Dataset excerpts:
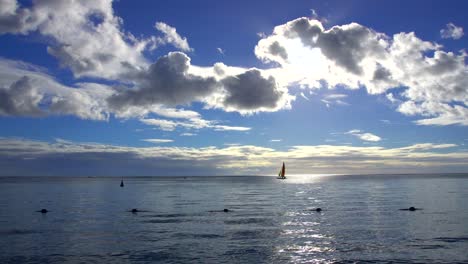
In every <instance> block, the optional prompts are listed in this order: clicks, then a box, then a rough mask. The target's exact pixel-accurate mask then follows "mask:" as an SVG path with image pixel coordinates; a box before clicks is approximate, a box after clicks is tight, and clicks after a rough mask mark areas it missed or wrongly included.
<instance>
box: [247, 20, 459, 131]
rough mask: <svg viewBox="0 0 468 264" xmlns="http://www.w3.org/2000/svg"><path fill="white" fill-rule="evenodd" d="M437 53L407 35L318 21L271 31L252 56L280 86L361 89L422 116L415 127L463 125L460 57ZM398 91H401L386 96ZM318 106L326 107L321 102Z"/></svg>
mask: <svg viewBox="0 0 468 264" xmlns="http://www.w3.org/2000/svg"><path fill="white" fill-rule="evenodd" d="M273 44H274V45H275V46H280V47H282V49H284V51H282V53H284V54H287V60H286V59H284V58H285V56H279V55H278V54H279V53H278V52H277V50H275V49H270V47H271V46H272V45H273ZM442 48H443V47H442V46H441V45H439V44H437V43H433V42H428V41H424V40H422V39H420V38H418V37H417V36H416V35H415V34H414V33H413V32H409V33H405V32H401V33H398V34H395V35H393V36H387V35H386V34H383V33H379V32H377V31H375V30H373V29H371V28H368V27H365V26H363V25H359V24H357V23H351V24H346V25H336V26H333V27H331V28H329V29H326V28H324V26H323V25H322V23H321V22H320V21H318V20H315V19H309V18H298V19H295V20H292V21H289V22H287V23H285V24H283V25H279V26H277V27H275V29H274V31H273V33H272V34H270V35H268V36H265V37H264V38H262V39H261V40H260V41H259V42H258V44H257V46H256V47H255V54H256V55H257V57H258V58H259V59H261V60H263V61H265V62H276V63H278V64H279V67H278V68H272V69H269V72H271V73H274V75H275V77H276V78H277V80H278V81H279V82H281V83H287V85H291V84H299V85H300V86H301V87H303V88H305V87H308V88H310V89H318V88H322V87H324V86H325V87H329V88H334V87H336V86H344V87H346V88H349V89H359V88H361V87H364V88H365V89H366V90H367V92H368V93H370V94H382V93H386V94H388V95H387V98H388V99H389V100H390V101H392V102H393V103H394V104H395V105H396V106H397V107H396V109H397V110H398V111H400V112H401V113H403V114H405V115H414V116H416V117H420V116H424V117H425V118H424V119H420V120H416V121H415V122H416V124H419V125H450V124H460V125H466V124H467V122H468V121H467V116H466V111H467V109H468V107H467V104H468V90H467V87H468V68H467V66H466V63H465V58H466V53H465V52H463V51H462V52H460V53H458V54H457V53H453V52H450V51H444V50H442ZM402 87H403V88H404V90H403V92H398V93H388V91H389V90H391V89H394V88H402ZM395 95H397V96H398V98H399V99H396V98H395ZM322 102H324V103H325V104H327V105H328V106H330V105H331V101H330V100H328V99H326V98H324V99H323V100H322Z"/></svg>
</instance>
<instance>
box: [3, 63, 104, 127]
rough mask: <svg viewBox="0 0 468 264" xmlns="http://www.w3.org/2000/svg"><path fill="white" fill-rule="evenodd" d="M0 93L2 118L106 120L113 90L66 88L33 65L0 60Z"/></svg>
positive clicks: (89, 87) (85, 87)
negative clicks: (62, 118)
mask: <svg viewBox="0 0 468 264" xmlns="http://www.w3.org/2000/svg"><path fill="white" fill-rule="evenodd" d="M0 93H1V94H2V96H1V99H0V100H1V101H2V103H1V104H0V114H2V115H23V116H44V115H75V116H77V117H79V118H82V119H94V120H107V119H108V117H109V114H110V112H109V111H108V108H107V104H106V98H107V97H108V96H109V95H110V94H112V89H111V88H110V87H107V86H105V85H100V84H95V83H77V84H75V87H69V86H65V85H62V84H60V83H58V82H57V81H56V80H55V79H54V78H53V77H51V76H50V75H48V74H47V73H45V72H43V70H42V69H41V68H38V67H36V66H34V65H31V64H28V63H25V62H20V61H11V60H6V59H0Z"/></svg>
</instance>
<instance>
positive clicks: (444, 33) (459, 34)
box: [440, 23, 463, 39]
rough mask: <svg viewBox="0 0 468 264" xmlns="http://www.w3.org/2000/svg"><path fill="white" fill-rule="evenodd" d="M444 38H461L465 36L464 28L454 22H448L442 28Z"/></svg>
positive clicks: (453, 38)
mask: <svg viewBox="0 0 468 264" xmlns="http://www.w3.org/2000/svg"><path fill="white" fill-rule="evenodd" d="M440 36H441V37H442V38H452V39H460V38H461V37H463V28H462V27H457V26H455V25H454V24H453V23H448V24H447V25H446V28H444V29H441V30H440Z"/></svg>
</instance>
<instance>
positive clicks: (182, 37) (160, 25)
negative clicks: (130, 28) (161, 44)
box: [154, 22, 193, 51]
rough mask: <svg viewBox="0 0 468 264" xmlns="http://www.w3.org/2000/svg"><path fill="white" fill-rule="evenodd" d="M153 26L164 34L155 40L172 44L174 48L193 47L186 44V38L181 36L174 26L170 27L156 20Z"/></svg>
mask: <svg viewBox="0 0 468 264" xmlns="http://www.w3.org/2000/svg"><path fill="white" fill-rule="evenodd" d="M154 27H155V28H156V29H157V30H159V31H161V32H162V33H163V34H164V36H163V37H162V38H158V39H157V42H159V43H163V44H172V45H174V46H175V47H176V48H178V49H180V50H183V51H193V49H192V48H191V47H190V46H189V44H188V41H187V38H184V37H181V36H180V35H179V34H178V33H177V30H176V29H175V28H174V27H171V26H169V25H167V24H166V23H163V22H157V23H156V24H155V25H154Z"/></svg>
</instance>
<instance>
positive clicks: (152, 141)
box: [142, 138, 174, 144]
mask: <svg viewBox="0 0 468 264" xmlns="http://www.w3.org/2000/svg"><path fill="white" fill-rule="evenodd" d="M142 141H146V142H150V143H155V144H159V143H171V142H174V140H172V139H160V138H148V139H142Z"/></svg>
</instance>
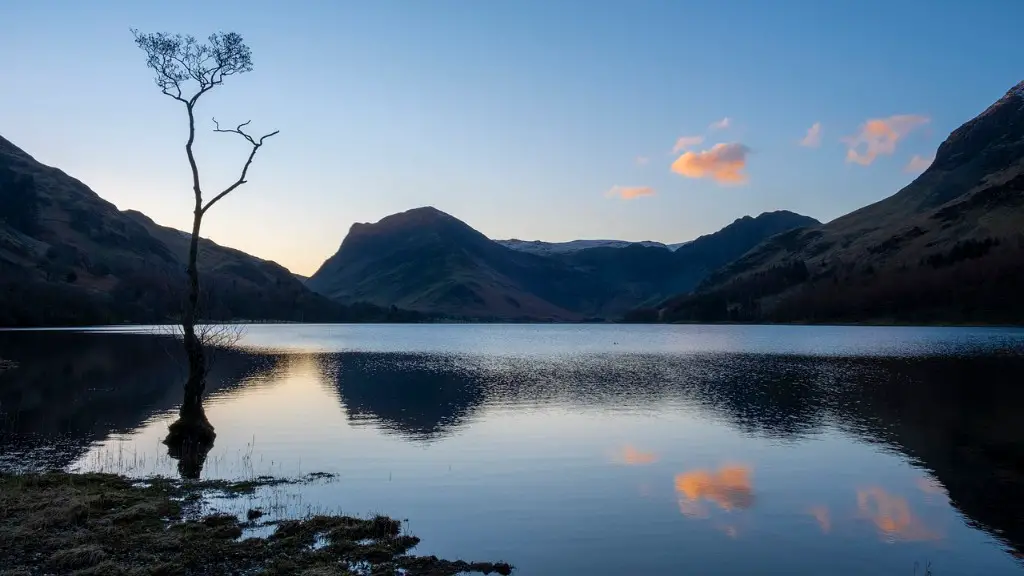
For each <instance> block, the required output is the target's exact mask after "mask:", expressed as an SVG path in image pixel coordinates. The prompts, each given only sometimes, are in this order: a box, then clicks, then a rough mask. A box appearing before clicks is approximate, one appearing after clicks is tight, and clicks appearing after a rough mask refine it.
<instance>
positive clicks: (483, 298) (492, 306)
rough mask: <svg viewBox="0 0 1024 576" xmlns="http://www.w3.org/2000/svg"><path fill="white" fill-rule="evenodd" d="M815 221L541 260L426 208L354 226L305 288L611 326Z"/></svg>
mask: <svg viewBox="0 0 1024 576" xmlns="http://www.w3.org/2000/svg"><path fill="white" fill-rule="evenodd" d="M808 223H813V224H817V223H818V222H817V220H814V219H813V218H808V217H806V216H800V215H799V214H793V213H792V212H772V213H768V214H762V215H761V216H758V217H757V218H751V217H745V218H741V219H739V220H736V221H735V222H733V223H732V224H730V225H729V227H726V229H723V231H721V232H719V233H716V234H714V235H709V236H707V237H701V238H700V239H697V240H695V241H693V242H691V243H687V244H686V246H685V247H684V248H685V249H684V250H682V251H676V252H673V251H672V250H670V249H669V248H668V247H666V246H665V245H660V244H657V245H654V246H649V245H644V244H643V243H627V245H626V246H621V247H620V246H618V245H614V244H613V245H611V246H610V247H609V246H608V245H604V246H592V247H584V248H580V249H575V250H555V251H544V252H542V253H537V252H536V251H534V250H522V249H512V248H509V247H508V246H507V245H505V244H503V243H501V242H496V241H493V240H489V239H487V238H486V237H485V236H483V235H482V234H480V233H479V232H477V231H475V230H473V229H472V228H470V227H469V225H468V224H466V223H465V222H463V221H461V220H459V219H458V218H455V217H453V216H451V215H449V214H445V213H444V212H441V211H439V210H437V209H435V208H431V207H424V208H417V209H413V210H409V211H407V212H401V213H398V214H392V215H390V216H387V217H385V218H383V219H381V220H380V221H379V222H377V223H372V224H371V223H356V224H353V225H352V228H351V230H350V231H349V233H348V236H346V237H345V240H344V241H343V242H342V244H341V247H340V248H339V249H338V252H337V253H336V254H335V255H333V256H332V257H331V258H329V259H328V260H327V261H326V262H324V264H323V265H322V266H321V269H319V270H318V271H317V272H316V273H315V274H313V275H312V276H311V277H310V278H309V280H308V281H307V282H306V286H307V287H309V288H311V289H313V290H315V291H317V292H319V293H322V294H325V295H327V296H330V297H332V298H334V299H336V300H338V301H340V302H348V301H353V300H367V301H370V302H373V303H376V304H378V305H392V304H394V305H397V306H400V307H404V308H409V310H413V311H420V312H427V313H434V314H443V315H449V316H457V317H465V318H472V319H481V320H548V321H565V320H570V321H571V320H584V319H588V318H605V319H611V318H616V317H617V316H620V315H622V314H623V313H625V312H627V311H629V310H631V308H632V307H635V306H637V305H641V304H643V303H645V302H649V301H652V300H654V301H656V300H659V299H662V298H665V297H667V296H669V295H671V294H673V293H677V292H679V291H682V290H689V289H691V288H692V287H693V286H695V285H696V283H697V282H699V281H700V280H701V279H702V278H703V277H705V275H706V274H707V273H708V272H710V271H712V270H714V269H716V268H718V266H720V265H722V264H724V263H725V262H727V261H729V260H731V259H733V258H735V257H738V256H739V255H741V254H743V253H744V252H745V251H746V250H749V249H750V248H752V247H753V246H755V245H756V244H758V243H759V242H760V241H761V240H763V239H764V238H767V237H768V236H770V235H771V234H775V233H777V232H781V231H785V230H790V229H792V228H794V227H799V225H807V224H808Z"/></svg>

**Assignment**
Line count for "block": state how many lines of the records contain it, and give only the number.

**Task solution**
2